Netflix currently advertises three monthly plans, ranging in price points:

  • Standard Plan with Ads | AU$6.99 per month
  • Standard Plan | AU$16.99 per month 
  • Premium Plan | AU$22.99 per month

Standard plan with Ads – AU$6.99 p/m

In November 2022, the streaming giant announced its Standard plan with ads, costing viewers AU$6.99 monthly for two screens and HD streaming. Before it was scrapped, Netflix previously had a Basic plan, costing users AU$10.99 p/m for one (or two) screens and no ad breaks.

Notably, one would think this plan's only catch would be having to sit through four to five minutes of ads every hour; however, subscribers on this plan can’t access Netflix's entire catalogue. Netflix unfortunately doesn't reveal which content users on this plan miss out on, either.

## [CHALLENGES]
1) List every monthly price in Australian dollars that the Netflix plans excerpt gives.
2) Resume the Netflix plans excerpt from its final sentence.

[Annotated coordinate records]
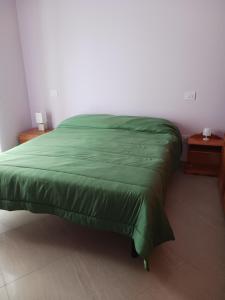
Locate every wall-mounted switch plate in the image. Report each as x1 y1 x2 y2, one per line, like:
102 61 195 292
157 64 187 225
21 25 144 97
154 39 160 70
49 90 58 98
184 91 197 101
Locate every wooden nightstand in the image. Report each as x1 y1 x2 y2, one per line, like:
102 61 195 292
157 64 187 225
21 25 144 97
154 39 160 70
185 134 224 176
18 128 51 144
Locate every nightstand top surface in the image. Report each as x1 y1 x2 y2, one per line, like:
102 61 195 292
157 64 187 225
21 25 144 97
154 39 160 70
20 128 52 135
188 133 224 147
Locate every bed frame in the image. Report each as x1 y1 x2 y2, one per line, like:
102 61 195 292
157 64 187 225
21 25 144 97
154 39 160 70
219 135 225 212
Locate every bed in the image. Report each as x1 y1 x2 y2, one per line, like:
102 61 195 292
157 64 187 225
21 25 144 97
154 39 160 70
0 115 181 269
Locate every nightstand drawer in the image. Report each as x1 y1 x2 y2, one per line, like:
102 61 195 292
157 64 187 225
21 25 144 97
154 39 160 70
188 150 221 167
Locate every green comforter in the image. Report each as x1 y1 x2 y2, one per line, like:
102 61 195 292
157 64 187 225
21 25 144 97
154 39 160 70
0 115 181 270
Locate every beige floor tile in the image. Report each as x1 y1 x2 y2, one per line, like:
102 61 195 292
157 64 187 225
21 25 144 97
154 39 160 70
0 210 46 233
0 217 78 283
7 257 97 300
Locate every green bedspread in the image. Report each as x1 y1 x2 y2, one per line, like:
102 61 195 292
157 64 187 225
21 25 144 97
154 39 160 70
0 115 181 270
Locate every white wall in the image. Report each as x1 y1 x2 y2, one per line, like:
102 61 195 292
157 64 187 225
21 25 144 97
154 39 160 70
17 0 225 133
0 0 31 151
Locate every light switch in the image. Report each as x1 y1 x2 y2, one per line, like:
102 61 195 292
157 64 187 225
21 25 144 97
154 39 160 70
184 91 197 101
49 90 58 98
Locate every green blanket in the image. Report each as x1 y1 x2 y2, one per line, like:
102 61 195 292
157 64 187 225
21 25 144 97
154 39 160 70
0 115 181 270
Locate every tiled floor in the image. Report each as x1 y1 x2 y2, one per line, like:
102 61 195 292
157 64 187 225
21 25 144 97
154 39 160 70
0 173 225 300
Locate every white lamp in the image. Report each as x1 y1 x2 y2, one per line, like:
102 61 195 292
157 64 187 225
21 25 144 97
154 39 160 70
202 128 212 141
35 112 47 131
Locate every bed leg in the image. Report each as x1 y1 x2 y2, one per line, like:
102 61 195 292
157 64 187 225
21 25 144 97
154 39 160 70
131 239 139 258
144 259 149 272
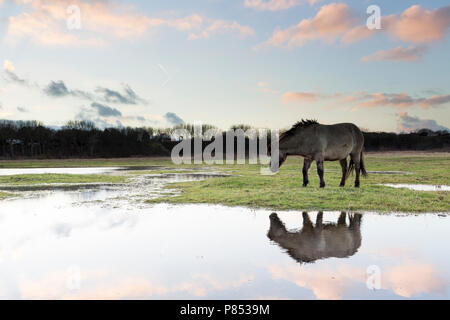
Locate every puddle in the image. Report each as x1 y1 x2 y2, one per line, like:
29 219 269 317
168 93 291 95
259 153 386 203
0 167 119 176
367 171 414 175
0 174 450 299
0 167 450 299
382 184 450 191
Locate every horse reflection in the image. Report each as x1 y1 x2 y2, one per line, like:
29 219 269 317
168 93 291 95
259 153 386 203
267 212 362 263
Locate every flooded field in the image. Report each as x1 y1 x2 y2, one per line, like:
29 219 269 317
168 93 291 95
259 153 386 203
384 184 450 191
0 168 450 299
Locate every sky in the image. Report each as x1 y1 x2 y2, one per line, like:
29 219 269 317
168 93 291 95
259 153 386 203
0 0 450 132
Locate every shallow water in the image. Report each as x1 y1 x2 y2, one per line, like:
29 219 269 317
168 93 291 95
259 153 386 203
0 167 121 176
383 184 450 191
0 174 450 299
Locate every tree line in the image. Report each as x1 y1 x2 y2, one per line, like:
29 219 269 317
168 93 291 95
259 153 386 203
0 120 450 159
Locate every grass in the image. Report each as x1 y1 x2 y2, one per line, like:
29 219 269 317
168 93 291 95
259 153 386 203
0 191 13 200
0 153 450 212
149 155 450 212
0 158 171 169
0 174 127 186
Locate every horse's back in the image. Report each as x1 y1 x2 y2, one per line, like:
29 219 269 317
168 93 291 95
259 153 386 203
321 123 364 160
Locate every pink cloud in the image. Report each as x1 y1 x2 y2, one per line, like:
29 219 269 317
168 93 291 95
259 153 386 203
281 92 320 103
281 91 450 111
244 0 322 11
266 3 353 47
264 3 450 54
397 112 450 132
6 0 254 45
382 5 450 43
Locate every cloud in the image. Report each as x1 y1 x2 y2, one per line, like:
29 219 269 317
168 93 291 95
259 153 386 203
266 3 355 47
244 0 322 11
95 84 147 104
264 3 450 50
382 5 450 43
188 20 255 40
3 60 28 85
6 0 254 46
281 92 321 103
3 60 15 72
17 107 28 113
43 80 93 100
397 112 450 132
281 91 450 110
383 264 446 298
91 102 122 117
361 46 427 62
355 93 450 109
43 80 144 105
164 112 184 125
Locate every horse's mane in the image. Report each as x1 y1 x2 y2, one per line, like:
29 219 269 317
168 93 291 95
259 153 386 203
280 119 319 140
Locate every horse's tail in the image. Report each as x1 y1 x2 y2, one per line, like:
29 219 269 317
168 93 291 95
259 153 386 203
360 151 369 177
345 151 369 179
345 158 355 180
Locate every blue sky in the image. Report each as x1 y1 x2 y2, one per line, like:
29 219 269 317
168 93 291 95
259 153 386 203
0 0 450 131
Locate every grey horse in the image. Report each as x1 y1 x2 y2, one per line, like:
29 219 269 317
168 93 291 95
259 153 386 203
268 120 367 188
267 212 362 263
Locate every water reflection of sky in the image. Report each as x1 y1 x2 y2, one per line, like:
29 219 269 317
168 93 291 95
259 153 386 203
0 185 450 299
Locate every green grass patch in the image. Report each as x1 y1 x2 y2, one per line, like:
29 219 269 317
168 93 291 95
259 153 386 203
0 191 14 200
149 155 450 212
0 158 178 169
0 174 126 186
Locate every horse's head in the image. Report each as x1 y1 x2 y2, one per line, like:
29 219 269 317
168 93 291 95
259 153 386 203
267 144 287 173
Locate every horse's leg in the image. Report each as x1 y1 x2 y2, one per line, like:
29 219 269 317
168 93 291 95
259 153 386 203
316 157 325 188
351 152 361 188
316 211 323 231
302 211 313 229
339 158 347 187
303 158 312 187
338 212 347 226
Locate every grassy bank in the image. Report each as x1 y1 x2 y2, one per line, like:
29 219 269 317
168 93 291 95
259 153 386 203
0 191 13 200
150 154 450 212
0 158 170 169
0 174 126 186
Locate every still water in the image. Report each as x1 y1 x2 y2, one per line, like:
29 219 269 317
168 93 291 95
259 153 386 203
0 170 450 299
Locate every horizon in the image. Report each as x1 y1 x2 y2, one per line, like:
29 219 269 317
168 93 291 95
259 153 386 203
0 0 450 133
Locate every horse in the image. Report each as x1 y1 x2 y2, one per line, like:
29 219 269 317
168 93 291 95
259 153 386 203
267 212 362 263
268 120 367 188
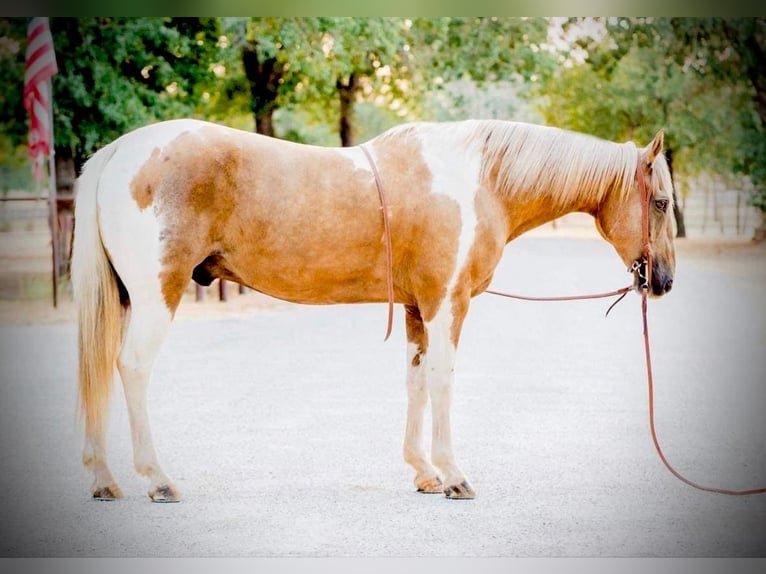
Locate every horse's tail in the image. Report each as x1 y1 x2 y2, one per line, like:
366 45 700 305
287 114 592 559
72 144 124 436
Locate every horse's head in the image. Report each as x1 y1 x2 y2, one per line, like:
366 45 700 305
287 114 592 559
596 131 676 297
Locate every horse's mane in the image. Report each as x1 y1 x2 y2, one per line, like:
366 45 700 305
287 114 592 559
383 120 660 209
473 121 637 209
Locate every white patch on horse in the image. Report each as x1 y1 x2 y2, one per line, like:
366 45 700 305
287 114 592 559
97 120 206 316
334 146 375 171
419 123 481 296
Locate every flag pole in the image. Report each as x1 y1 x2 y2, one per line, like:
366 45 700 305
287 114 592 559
47 78 60 308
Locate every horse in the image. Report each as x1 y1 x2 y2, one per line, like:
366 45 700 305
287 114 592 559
72 119 675 502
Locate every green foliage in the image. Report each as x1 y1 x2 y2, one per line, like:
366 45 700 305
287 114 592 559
51 18 224 166
544 18 766 214
0 18 226 171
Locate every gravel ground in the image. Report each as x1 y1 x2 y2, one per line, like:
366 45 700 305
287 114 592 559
0 234 766 557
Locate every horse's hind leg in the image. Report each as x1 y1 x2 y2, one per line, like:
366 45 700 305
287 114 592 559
82 424 122 500
117 296 180 502
404 306 442 493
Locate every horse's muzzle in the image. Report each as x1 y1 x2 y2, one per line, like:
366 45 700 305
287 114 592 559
652 265 673 297
630 258 673 297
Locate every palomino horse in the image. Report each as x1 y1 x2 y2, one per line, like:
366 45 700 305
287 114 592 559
72 120 675 502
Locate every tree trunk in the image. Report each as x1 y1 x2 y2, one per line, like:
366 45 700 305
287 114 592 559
242 42 285 137
665 148 686 238
335 74 359 147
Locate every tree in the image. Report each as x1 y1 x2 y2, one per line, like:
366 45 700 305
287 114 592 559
0 18 226 192
568 18 766 238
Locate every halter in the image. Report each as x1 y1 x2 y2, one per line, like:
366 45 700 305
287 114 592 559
359 145 766 496
628 151 652 293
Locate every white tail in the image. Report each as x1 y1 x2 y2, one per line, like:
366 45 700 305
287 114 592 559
72 144 123 436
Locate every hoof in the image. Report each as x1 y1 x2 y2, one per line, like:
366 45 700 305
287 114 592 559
444 480 476 500
415 476 444 494
149 484 181 502
93 484 122 500
92 484 122 500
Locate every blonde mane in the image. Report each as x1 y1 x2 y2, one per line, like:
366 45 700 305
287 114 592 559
473 121 637 209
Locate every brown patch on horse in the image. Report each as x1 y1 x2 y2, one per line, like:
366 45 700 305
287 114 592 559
130 148 161 211
450 187 508 347
373 134 461 321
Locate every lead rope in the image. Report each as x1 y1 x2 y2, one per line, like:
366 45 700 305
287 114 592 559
359 145 394 342
485 152 766 496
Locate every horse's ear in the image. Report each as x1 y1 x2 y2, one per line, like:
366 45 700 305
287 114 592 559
646 129 665 165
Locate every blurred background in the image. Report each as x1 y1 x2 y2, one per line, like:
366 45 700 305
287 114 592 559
0 17 766 306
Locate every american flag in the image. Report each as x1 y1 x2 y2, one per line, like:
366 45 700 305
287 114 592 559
24 18 58 181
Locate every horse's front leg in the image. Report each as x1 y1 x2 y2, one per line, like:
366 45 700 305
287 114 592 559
425 298 476 499
404 306 444 493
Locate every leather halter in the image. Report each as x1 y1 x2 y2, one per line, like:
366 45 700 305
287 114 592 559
359 145 394 341
628 151 652 292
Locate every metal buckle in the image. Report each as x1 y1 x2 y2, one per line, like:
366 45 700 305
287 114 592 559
628 257 649 289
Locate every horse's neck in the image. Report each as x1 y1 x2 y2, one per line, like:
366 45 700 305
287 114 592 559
500 182 598 241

## [OUTPUTS FOR THE TASKS]
1) AU$6.99, AU$16.99, AU$22.99, AU$10.99

2)
Standard plan – AU$16.99 p/m

Netflix's Standard plan has come a long way since it arrived in Australia in 2015. It started at the affordable original price of AU$8.99 p/m for HD streaming on two screens with no ads, which was a major drawcard for the platform. Now, the Standard plan will set you back AU$16.99 per month — a whole AU$10 more than the ad-supported plan below. 

From 22 June 2024, however, the standard plan will increase by AU2p/m, bringing the subscription price up to an eyewatering AU$18.99p/m. 

Premium plan – AU$22.99 p/m

Netflix's Premium plan allows you to watch on four screens at a time at up to 4K resolution. Like the Standard plan, the Premium offering has also climbed up AU$8 since 2015 to a whopping AU$22.99 p/m. 

Also from June 2024, this plan will see an AU$3 increase to AU$25.99p/m.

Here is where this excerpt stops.